◆ Try it
Entries follow. Give back exactly the lines starting at the one containing "locate girl's arm" and ending at the one containing "locate donkey's ear", and no other lines.

↓↓↓

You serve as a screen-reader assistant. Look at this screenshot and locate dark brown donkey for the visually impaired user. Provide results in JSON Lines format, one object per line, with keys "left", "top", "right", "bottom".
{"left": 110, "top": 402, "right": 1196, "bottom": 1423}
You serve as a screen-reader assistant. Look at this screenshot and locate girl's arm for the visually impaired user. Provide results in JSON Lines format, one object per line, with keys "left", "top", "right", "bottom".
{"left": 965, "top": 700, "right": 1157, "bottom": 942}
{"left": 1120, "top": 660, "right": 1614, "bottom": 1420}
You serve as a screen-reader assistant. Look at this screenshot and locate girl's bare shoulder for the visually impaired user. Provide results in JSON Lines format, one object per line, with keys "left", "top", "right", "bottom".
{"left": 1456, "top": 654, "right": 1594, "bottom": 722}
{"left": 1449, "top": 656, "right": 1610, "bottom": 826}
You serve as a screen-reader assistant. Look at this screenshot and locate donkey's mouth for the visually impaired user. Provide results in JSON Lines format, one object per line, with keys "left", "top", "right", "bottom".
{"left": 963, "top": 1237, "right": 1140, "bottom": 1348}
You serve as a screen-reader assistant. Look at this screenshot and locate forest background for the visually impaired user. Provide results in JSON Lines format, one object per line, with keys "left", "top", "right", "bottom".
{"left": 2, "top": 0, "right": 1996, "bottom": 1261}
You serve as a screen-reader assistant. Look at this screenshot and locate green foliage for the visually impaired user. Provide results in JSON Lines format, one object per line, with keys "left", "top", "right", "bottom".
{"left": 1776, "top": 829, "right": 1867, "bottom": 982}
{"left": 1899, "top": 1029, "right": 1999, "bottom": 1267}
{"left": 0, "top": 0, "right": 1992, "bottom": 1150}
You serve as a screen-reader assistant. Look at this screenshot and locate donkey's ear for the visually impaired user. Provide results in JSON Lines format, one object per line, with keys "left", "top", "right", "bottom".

↑↑↑
↓↓↓

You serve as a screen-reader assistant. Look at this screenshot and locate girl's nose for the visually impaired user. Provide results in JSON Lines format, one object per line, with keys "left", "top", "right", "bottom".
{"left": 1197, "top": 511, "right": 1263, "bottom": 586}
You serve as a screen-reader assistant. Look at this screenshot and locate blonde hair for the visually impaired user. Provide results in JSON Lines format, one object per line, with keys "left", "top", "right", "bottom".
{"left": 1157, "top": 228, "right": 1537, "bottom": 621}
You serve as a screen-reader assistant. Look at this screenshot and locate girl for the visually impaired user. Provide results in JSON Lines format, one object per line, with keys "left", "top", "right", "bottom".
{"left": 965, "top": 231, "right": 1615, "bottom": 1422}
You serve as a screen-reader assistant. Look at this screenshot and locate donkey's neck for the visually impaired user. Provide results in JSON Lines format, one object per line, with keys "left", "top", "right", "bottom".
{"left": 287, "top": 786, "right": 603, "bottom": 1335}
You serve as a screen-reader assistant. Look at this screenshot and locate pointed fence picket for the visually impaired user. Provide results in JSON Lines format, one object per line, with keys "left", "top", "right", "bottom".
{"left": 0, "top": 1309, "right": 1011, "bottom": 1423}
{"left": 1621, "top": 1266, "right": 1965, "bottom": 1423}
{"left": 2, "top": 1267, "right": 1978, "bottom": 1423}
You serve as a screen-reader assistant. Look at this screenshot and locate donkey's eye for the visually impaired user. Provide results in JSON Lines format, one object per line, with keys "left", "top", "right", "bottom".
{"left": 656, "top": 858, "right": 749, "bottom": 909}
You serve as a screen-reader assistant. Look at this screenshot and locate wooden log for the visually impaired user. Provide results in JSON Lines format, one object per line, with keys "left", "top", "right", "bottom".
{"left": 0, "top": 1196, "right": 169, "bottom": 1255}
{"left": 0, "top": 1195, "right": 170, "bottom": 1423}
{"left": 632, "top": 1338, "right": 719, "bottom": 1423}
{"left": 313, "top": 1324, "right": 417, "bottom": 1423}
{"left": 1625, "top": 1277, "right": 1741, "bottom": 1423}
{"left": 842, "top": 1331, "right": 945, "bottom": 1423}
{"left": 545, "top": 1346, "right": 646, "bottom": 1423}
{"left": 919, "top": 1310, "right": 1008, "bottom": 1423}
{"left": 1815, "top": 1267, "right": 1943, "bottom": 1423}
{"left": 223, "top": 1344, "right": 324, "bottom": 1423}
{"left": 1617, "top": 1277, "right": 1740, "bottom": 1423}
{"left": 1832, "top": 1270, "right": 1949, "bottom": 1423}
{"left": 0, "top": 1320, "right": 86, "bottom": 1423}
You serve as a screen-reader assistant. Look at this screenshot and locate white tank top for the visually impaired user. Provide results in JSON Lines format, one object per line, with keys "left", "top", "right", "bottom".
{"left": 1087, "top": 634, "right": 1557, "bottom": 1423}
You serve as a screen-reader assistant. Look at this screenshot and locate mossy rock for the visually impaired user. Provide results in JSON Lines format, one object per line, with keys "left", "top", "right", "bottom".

↑↑↑

◆ Solution
You serve as a screen-reader assistant. Look at this screenshot and locate girl's arm for the visually impaired user. Provide results in JSON Lines format, one object per line, with keys "left", "top", "right", "bottom".
{"left": 965, "top": 700, "right": 1157, "bottom": 942}
{"left": 1120, "top": 660, "right": 1614, "bottom": 1420}
You serve as a screen-reader assistant. Look at this screenshot and locate girl's bare shoulder for the visually impaired user. Provide results in JSON Lines format, one object per line, with keys "left", "top", "right", "bottom".
{"left": 1456, "top": 654, "right": 1594, "bottom": 722}
{"left": 1449, "top": 656, "right": 1610, "bottom": 826}
You serve as a screen-reader assistant. Look at this screenshot and locate donkey's mouth for the visually impaired user. Provide results in JSON Lines format, one object per line, with keys "left", "top", "right", "bottom".
{"left": 963, "top": 1237, "right": 1140, "bottom": 1348}
You serve as a screen-reader assistant. Look at this screenshot and locate forest background for the visually impaired user. Provide results in JSON Lines format, one object per line, with keys "left", "top", "right", "bottom".
{"left": 2, "top": 0, "right": 1996, "bottom": 1261}
You serve as a screen-reader assistant. Look at this screenshot and locate green foliage for the visually impaired user. Provide results in JSON Lines format, one object per line, with keys "left", "top", "right", "bottom".
{"left": 1776, "top": 829, "right": 1867, "bottom": 982}
{"left": 1899, "top": 1029, "right": 1999, "bottom": 1267}
{"left": 0, "top": 0, "right": 1992, "bottom": 1150}
You serve as a screen-reader assistant. Look at this screenshot and locate donkey's ear for the visually impaired user. Provide results in JSON Lines format, one object per line, with keys "left", "top", "right", "bottom".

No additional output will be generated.